**PROBLEM STATEMENT**
Output all of the data verbatim.

**EXTRACTED ENTRIES**

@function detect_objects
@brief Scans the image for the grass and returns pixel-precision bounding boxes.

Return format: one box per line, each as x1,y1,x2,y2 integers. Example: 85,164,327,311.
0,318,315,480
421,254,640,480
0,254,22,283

**RESPONSE BELOW**
@function detect_objects
@brief Scans the image for the grass and returns pixel-precision bounding boxes.

Return format: one box per line, each as x1,y1,x2,y2 integers. Example: 85,164,327,311.
0,318,315,480
421,254,640,480
0,254,22,283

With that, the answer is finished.